◆ **Exercices à résoudre**
1. Recopiez sans rien changer le passage de l'extrait fourni qui commence à « Noel Bamen : Le » et se termine à « à cette scission? ».
2. Selon l'extrait fourni, sous quel nom les communistes de Cisjordanie ont-ils agi après l'annexion de ce territoire par la Jordanie ?

◆ **Extrait fourni**
════════════════

Entretien avec Anwar Khoury – 1re partie [1]
"La lutte de libération nationale est une forme de lutte des classes"
Noel Bamen : Le Parti communiste palestinien (PCP) actuel a été fondé en 1991 lorsqu’une grande partie du Parti communiste de Palestine de l’époque s’est rebaptisée Parti du peuple palestinien (PPP). Qu’est-ce qui a conduit à cette scission?
Anwar Khoury : Je tiens tout d’abord à préciser que la première cellule communiste en Palestine a été fondée en 1919. Suite à la création d’Israël, les communistes se sont répartis sur trois régions : premièrement, l’État d’Israël, où ils ont continué d’opérer sous le nom de Parti communiste israélien; deuxièmement, en Cisjordanie, où, après son annexion par la Jordanie, ils sont devenus actifs sous le nom de Parti communiste jordanien; et troisièmement, dans la bande de Gaza, sous le nom de Parti communiste palestinien de Gaza. En 1982, après la reconnaissance de la Palestine par la Conférence du sommet arabe, les deux branches du parti en Cisjordanie et dans la bande de Gaza ont fusionné pour former le Parti communiste palestinien.

════════════════

◆ **Lignes enregistrées**
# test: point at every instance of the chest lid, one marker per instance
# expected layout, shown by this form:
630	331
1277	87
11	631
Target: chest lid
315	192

════════════════

◆ **Réponses attendues**
1.
Noel Bamen : Le Parti communiste palestinien (PCP) actuel a été fondé en 1991 lorsqu’une grande partie du Parti communiste de Palestine de l’époque s’est rebaptisée Parti du peuple palestinien (PPP). Qu’est-ce qui a conduit à cette scission?

2. Sous le nom de Parti communiste jordanien.